## [EXERCISE MATERIAL]
····················

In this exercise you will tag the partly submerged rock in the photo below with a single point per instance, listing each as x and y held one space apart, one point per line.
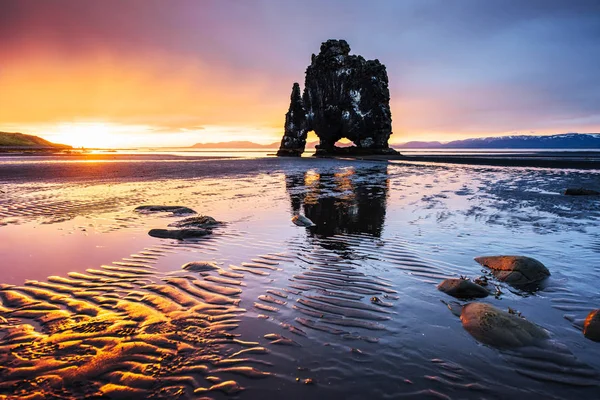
200 266
175 210
497 328
581 192
179 233
462 288
515 270
201 221
591 326
301 220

····················

## [WHAT YOU NEED TO DO]
Reproduce all of the records above verbatim, omitting the pictures from your answer.

## [ANSWER BELOW]
In this exercise you will tag the partly submerged rock in the photo below with a single point per instance, listing each as x and y held one space apart, one point per line.
200 266
175 210
497 328
581 192
179 233
462 288
515 270
201 221
591 326
301 220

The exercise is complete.